Exactly as they appear, copy the lines of the listing from the one containing "Practice step: label each instance of the chrome" through the final line, both included, and nothing else.

## Start MATERIAL FOR THIS EXERCISE

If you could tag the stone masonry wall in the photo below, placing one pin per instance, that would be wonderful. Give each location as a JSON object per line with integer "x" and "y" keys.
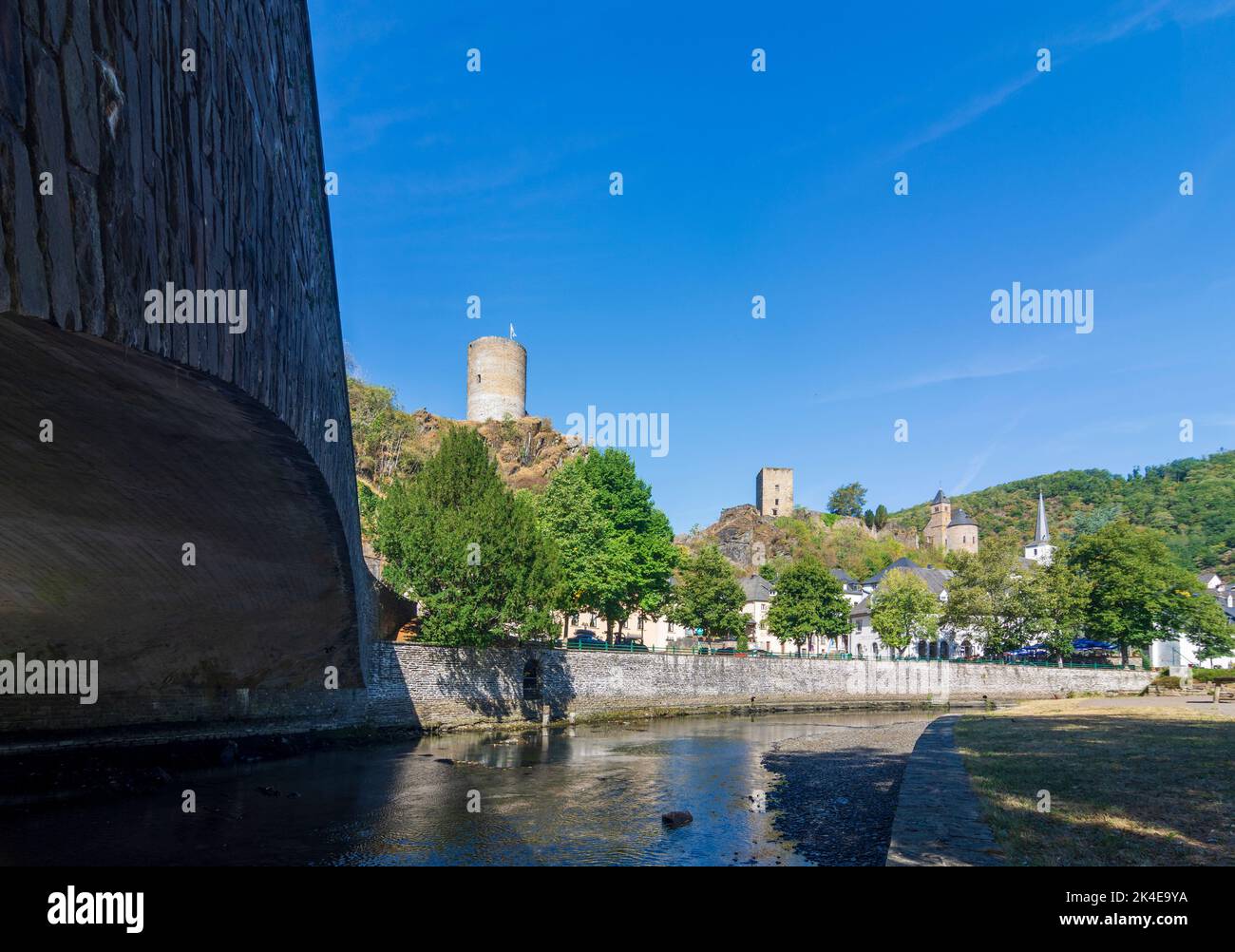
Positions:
{"x": 205, "y": 180}
{"x": 435, "y": 687}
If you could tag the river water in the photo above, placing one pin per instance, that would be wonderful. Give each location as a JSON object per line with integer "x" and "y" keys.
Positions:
{"x": 584, "y": 795}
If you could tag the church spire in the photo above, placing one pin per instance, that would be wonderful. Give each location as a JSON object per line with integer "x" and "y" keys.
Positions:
{"x": 1041, "y": 534}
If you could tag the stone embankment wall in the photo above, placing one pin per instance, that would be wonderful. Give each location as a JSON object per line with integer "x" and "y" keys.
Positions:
{"x": 433, "y": 687}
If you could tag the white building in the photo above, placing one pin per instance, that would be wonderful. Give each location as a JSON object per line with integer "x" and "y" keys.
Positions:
{"x": 1180, "y": 651}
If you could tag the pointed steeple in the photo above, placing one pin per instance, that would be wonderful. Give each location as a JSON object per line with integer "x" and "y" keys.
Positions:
{"x": 1041, "y": 534}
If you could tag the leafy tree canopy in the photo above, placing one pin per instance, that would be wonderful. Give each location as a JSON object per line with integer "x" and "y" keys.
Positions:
{"x": 902, "y": 609}
{"x": 708, "y": 596}
{"x": 809, "y": 600}
{"x": 847, "y": 500}
{"x": 465, "y": 547}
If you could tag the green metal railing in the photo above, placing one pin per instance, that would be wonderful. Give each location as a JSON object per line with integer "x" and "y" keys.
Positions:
{"x": 827, "y": 656}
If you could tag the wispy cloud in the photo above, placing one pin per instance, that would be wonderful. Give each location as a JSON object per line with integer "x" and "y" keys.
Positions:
{"x": 1144, "y": 19}
{"x": 933, "y": 379}
{"x": 978, "y": 462}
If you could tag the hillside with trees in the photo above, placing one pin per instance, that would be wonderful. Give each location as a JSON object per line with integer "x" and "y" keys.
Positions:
{"x": 1190, "y": 502}
{"x": 393, "y": 444}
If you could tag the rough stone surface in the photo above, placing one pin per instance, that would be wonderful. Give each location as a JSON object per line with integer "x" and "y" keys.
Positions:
{"x": 838, "y": 794}
{"x": 458, "y": 687}
{"x": 939, "y": 820}
{"x": 164, "y": 433}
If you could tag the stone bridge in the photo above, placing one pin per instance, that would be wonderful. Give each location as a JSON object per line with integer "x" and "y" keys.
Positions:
{"x": 177, "y": 498}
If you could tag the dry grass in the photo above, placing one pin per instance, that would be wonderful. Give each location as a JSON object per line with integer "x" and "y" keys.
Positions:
{"x": 1129, "y": 787}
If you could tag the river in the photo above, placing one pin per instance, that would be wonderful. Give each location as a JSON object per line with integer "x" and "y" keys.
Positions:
{"x": 588, "y": 795}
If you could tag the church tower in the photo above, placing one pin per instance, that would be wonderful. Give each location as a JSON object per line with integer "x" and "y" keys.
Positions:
{"x": 1040, "y": 549}
{"x": 940, "y": 518}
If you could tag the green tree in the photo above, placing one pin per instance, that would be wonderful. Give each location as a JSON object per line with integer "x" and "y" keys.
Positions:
{"x": 467, "y": 548}
{"x": 847, "y": 500}
{"x": 708, "y": 597}
{"x": 984, "y": 597}
{"x": 902, "y": 609}
{"x": 1093, "y": 520}
{"x": 643, "y": 537}
{"x": 1051, "y": 599}
{"x": 809, "y": 600}
{"x": 594, "y": 563}
{"x": 1139, "y": 596}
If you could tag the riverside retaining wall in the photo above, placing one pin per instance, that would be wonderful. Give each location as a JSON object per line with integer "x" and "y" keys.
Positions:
{"x": 435, "y": 687}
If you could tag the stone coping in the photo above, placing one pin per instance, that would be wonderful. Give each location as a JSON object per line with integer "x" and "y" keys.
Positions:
{"x": 939, "y": 820}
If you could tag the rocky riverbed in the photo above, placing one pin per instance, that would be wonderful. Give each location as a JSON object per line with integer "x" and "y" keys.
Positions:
{"x": 838, "y": 790}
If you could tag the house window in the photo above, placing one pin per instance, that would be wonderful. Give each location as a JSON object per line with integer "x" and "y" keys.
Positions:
{"x": 531, "y": 680}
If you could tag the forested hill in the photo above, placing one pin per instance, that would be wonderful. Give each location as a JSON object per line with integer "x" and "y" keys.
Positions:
{"x": 1192, "y": 500}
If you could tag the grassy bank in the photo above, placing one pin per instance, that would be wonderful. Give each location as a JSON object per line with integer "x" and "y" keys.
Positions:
{"x": 1129, "y": 787}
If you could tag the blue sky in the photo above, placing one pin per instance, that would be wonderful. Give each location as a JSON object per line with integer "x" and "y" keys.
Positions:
{"x": 781, "y": 184}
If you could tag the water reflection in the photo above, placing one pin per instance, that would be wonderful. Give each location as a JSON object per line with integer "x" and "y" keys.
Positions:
{"x": 581, "y": 795}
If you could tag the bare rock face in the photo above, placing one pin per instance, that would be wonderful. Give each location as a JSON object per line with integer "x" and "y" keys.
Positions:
{"x": 744, "y": 537}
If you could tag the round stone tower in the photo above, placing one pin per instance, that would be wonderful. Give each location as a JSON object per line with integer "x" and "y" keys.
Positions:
{"x": 497, "y": 379}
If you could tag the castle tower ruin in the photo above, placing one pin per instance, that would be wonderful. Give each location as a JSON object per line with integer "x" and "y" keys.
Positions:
{"x": 497, "y": 379}
{"x": 773, "y": 491}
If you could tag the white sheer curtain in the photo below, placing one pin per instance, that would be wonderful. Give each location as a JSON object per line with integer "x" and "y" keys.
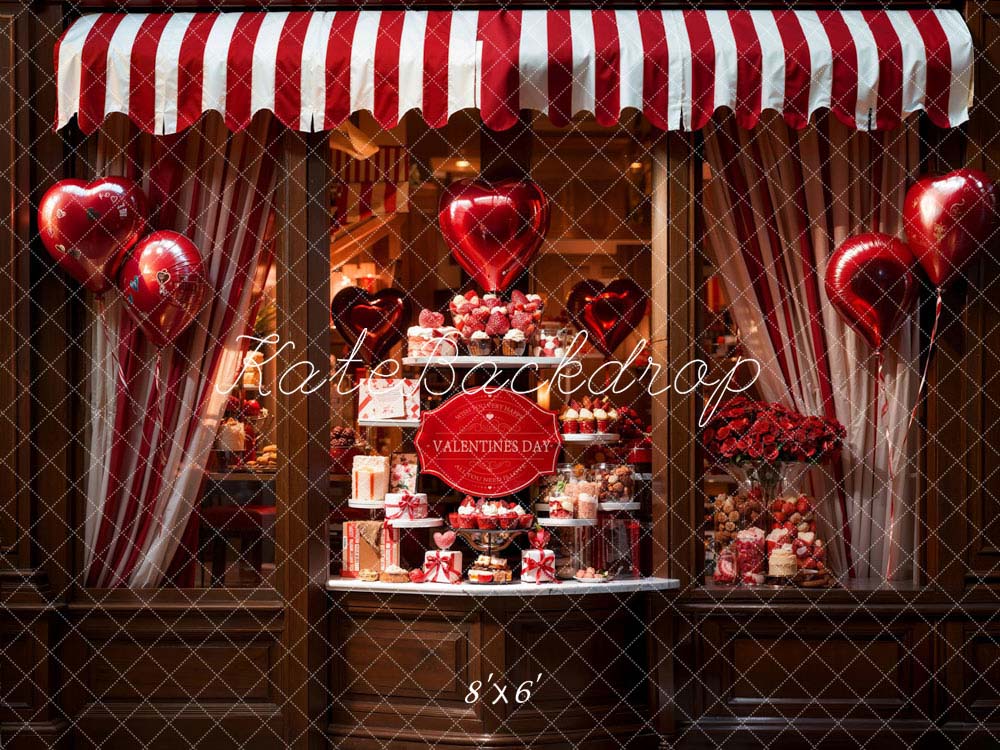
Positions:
{"x": 154, "y": 414}
{"x": 777, "y": 205}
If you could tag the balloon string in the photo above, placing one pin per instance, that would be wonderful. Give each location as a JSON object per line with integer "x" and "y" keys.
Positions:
{"x": 883, "y": 413}
{"x": 909, "y": 424}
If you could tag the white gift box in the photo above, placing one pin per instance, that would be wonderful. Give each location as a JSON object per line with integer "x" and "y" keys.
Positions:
{"x": 405, "y": 505}
{"x": 403, "y": 470}
{"x": 538, "y": 566}
{"x": 388, "y": 398}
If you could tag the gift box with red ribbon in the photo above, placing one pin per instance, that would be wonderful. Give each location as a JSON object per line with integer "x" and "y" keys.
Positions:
{"x": 442, "y": 566}
{"x": 372, "y": 545}
{"x": 405, "y": 505}
{"x": 538, "y": 566}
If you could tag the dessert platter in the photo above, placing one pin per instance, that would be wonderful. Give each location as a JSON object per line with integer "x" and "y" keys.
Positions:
{"x": 791, "y": 553}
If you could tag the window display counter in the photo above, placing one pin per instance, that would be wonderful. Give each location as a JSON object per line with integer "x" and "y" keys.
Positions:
{"x": 517, "y": 665}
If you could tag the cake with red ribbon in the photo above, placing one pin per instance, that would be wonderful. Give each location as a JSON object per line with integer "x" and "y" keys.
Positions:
{"x": 405, "y": 505}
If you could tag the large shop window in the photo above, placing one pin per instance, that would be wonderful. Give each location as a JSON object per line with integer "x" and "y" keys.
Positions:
{"x": 387, "y": 248}
{"x": 800, "y": 131}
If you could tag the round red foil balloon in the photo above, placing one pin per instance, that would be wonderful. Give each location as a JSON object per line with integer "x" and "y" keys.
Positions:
{"x": 948, "y": 219}
{"x": 870, "y": 280}
{"x": 383, "y": 314}
{"x": 608, "y": 313}
{"x": 86, "y": 226}
{"x": 494, "y": 230}
{"x": 164, "y": 285}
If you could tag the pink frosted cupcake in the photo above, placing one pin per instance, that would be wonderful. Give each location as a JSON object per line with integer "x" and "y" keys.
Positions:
{"x": 570, "y": 421}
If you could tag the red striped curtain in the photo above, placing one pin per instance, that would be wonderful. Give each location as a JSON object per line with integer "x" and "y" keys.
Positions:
{"x": 154, "y": 414}
{"x": 777, "y": 205}
{"x": 376, "y": 186}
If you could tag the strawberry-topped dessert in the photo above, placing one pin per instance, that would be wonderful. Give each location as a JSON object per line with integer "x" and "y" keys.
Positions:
{"x": 490, "y": 315}
{"x": 508, "y": 516}
{"x": 465, "y": 516}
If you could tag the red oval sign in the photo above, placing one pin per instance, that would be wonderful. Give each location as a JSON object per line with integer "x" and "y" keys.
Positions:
{"x": 488, "y": 443}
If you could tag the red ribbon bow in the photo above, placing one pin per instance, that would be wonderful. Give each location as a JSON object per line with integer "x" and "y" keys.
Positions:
{"x": 408, "y": 504}
{"x": 545, "y": 565}
{"x": 439, "y": 562}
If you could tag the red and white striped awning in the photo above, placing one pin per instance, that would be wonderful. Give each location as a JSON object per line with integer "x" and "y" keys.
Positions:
{"x": 314, "y": 69}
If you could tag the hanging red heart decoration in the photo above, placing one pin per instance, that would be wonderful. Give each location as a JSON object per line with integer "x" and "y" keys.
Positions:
{"x": 608, "y": 313}
{"x": 382, "y": 314}
{"x": 494, "y": 230}
{"x": 948, "y": 219}
{"x": 870, "y": 280}
{"x": 86, "y": 226}
{"x": 164, "y": 285}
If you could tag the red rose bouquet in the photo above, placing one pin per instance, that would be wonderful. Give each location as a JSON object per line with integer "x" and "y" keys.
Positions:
{"x": 751, "y": 432}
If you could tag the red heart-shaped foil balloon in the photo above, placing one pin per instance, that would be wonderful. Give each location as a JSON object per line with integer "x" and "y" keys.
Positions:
{"x": 493, "y": 229}
{"x": 870, "y": 280}
{"x": 164, "y": 285}
{"x": 86, "y": 226}
{"x": 383, "y": 314}
{"x": 948, "y": 219}
{"x": 608, "y": 313}
{"x": 444, "y": 539}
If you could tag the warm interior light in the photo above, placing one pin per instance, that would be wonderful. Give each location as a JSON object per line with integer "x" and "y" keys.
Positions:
{"x": 545, "y": 394}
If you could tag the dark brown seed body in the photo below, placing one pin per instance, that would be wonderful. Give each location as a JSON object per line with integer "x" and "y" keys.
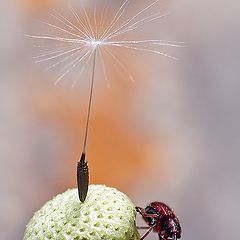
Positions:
{"x": 82, "y": 178}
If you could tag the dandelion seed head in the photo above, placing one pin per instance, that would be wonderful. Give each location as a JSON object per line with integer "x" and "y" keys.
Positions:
{"x": 95, "y": 43}
{"x": 71, "y": 37}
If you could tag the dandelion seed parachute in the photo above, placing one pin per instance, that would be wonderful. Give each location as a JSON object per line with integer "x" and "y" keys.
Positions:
{"x": 83, "y": 35}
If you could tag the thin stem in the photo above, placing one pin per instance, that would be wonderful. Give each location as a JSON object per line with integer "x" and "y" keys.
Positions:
{"x": 90, "y": 101}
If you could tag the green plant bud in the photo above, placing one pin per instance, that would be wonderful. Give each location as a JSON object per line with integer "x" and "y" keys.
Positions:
{"x": 105, "y": 214}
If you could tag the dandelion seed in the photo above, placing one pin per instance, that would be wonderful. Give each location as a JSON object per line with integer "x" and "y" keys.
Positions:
{"x": 77, "y": 39}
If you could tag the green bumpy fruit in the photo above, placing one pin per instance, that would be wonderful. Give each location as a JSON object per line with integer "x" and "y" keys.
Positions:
{"x": 105, "y": 214}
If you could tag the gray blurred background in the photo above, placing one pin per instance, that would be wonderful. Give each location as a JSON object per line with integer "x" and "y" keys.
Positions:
{"x": 178, "y": 124}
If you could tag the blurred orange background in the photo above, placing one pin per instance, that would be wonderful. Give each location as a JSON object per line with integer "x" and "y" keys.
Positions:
{"x": 172, "y": 135}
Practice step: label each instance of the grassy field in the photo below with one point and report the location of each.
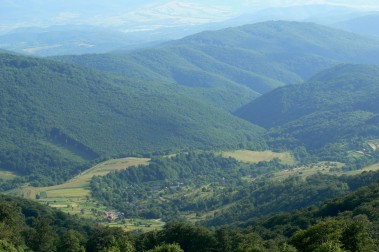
(73, 197)
(322, 167)
(258, 156)
(374, 144)
(7, 175)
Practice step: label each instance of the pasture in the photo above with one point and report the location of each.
(249, 156)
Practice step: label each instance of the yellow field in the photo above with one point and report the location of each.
(74, 196)
(7, 175)
(78, 187)
(258, 156)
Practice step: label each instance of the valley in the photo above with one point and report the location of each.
(257, 138)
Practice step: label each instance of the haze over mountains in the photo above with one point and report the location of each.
(230, 67)
(78, 28)
(230, 138)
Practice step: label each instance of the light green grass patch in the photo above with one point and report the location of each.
(74, 197)
(249, 156)
(7, 175)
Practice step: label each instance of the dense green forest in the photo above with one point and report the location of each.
(230, 67)
(348, 223)
(215, 189)
(334, 106)
(56, 119)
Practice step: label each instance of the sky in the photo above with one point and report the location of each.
(116, 13)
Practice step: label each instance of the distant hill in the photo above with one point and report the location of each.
(339, 103)
(366, 24)
(232, 66)
(60, 40)
(56, 118)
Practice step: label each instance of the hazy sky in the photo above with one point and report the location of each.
(24, 13)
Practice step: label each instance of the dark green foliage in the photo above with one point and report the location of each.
(338, 104)
(56, 119)
(171, 188)
(138, 191)
(311, 229)
(167, 248)
(228, 67)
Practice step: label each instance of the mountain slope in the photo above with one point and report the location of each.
(338, 103)
(55, 118)
(242, 62)
(366, 24)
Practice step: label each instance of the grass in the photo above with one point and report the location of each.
(258, 156)
(374, 144)
(74, 197)
(7, 175)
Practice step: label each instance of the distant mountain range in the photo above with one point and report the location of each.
(365, 24)
(73, 32)
(57, 118)
(337, 104)
(229, 67)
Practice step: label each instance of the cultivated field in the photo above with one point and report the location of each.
(7, 175)
(74, 197)
(258, 156)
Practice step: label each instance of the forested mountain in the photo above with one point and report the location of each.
(336, 104)
(55, 118)
(218, 190)
(347, 223)
(228, 67)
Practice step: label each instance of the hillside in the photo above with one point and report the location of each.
(339, 103)
(365, 24)
(229, 67)
(57, 118)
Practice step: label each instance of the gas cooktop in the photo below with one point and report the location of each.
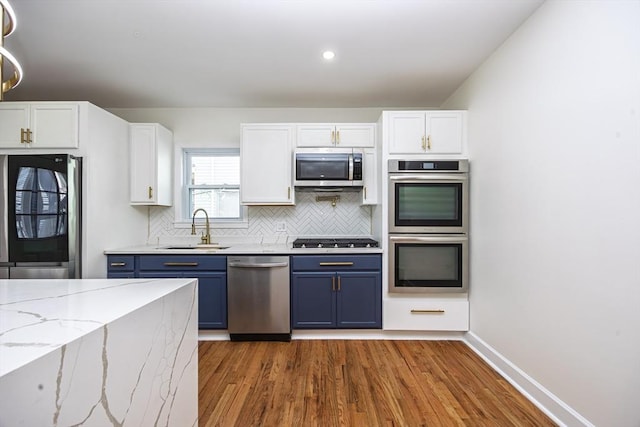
(335, 243)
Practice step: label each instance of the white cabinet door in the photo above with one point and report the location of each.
(39, 125)
(14, 117)
(345, 135)
(426, 132)
(370, 177)
(266, 156)
(151, 151)
(406, 132)
(355, 135)
(444, 131)
(315, 135)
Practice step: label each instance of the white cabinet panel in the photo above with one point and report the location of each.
(39, 125)
(266, 164)
(426, 314)
(427, 132)
(370, 177)
(151, 151)
(336, 135)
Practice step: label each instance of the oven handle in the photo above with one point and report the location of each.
(428, 177)
(429, 239)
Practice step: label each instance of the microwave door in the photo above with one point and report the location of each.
(322, 168)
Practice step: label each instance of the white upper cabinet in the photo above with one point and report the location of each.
(151, 151)
(427, 132)
(336, 135)
(39, 125)
(266, 164)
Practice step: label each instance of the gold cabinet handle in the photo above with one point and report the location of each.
(336, 264)
(25, 136)
(180, 264)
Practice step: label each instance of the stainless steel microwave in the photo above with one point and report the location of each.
(328, 167)
(429, 196)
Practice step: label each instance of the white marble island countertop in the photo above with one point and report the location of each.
(95, 351)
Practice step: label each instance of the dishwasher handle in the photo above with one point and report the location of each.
(258, 264)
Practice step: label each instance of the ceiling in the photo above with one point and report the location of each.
(255, 53)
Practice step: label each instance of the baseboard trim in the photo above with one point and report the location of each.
(550, 404)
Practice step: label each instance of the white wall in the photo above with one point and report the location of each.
(554, 135)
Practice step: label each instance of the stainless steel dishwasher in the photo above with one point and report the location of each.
(258, 298)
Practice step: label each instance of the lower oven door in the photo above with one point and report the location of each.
(428, 263)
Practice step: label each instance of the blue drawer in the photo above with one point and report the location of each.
(182, 262)
(120, 263)
(335, 262)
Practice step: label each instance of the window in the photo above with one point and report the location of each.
(212, 183)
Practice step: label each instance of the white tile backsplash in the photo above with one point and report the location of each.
(307, 218)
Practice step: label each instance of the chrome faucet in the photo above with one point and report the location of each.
(206, 238)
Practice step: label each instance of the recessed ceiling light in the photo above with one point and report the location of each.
(328, 55)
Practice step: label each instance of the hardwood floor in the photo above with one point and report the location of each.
(355, 383)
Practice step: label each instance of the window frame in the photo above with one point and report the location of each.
(186, 217)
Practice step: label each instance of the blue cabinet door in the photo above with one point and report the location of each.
(313, 300)
(212, 300)
(359, 300)
(212, 295)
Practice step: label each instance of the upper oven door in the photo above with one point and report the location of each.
(428, 203)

## End MATERIAL FOR THIS EXERCISE

- **RESULT FOR THIS TASK**
Practice step: label each instance of the chrome faucet in the photo above with one point and report the location of each.
(206, 238)
Practice step: label each instance of the recessed ceiling light in the photo above with one point and report the location of each.
(328, 55)
Practice step: label each instance of the hardwood floor in the photo above with one point and report the location of each.
(355, 383)
Practice step: label each instance of the window frame in the photo above with one point and report the location of each.
(186, 217)
Practice step: label each instance of the blue cabinet door in the photo above with one point and report the location of each.
(313, 300)
(212, 300)
(359, 300)
(212, 295)
Practice step: label each instance of the upper oven door in the photo above with one point and report the location of each.
(428, 203)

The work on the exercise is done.